*EXTRACT*.
Supreme Court of Canada
King's (N.S.) Election Case (1891) 19 SCR 526
Date: 1891-10-29
CONTROVERTED ELECTION FOR THE ELECTORAL DISTRICT OF THE COUNTY OF KING'S (N.S.).
Frederick W. Borden (Respondent)
Appellant
And
David Berteaux (Petitioner)
Respondent
1891: Oct. 29.
Present:—Sir W. J. Ritchie, C.J., and Strong, Fournier, Taschereau, Gwynne and Patterson JJ.
ON APPEAL FROM THE DECISION OF THE SUPREME COURT OF NOVA SCOTIA.
Election petition—Preliminary objections—Service at domicile—R. S. C. ch. 9, sec. 10.
Held, that leaving a copy of an election petition and accompanying documents at the residence of the respondent with an adult member of his household during the five days after the presentation of the same is a sufficient service under sec. 10 of the Dominion Controverted Elections Act even though the papers served do not come into the possession or within the knowledge of the respondent. [See now 54-55 Vic. ch. 20, sec. 8.]
Appeal from the decision of the Supreme Court of Nova Scotia overruling and dismissing the preliminary objections of the said appellant, Frederick W. Borden, the respondent in the court below to the petition against the election of the said Frederick W. Borden presented by the said respondent, David Berteaux, at the office of the clerk of the court at Halifax, on the twentieth day of April, A.D. 1891.
A number of objections were taken in the said preliminary objections, but these have been confined by notice pursuant to subsection 3 of sec. 51, chapter 9 of the Revised Statutes of Canada, to certain questions.
[Page 527]
The present appeal was decided upon the fourth question submitted, which is as follows:
Fourthly—Did the act of leaving a copy of the said petition and accompanying documents at the domicile of the said Frederick W. Borden at Canning in the said County of King's with the wife of the said Frederick W. Borden during the five days after the presentation of the same or within the term of the service of the said petition as extended by the order of Mr. Justice Meagher without the said copy of petition or papers coming to the possession or knowledge of the said Frederick W. Borden constitute a service of the said petition and accompanying documents so as to authorize further proceedings thereon?
The petitioner resides at Somerset in the County of King's. The sitting member (appellant) resides at Canning in said County of King's. The petition was filed at Halifax on the 20th April, 1891.
On the 25th April the petitioner obtained an order extending the time for serving the petition.
On the 30th April an order was made by Mr. Justice Graham to serve the petition on the appellant at Ottawa.
The petition and receipts, notice of its presentation, and the orders extending the time for service and directing service upon the respondent at Ottawa, were served upon the said respondent at Ottawa. The said petition and accompanying papers were served at the domicile of the said respondent, at Canning in the County of King's, within five days after the presentation of the petition, and again within the extended time for effecting service of the same.
Roscoe for appellant:
As to the fourth question, there is no evidence that the appellant ever saw or heard of the papers that were left at his residence.
[Page 528]
Section 11 of the act provides for the same manner of service—personal service—of the petition and papers as in civil matters or in such other manner as prescribed.

*RAW RECORDS*.

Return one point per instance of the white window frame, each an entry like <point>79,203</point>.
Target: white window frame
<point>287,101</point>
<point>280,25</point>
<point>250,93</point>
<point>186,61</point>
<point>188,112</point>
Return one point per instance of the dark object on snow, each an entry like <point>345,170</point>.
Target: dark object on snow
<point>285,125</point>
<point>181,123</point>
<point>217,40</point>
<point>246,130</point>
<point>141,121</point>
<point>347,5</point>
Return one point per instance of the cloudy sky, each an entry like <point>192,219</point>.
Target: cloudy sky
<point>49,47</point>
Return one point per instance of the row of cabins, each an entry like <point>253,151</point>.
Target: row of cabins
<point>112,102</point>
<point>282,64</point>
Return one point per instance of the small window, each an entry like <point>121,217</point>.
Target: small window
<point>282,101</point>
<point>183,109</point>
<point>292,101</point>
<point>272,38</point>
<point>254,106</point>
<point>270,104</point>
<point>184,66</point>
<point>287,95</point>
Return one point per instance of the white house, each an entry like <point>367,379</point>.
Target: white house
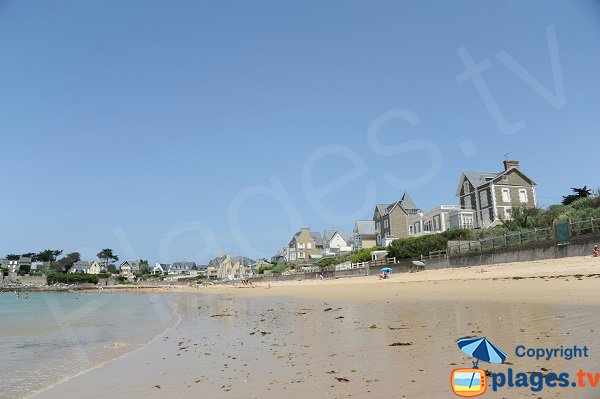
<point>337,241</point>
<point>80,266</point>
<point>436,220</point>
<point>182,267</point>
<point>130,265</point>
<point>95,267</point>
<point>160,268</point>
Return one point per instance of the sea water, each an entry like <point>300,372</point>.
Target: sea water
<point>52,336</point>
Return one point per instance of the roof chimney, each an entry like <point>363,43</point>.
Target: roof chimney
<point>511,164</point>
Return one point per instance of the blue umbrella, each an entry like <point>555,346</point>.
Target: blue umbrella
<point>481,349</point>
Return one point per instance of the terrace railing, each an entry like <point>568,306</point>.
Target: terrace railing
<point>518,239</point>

*PROBLEMS AND TASKS*.
• A. List every judge named as present in the court report.
• B. Answer these from the court report:
(i) Where does the petitioner reside?
(ii) On what date did the petitioner obtain an order extending the time for serving the petition?
(iii) Which judge made the order to serve the petition on the appellant at Ottawa?
• C. Reproduce the part of the court report starting with "The petitioner resides" and going on through "of the same.".

*ANSWERS TO THE TASKS*.
• A.
Sir W. J. Ritchie, C.J.
Strong
Fournier
Taschereau
Gwynne
Patterson

• B.
(i) Somerset in the County of King's
(ii) The 25th April
(iii) Mr. Justice Graham

• C.
The petitioner resides at Somerset in the County of King's. The sitting member (appellant) resides at Canning in said County of King's. The petition was filed at Halifax on the 20th April, 1891.
On the 25th April the petitioner obtained an order extending the time for serving the petition.
On the 30th April an order was made by Mr. Justice Graham to serve the petition on the appellant at Ottawa.
The petition and receipts, notice of its presentation, and the orders extending the time for service and directing service upon the respondent at Ottawa, were served upon the said respondent at Ottawa. The said petition and accompanying papers were served at the domicile of the said respondent, at Canning in the County of King's, within five days after the presentation of the petition, and again within the extended time for effecting service of the same.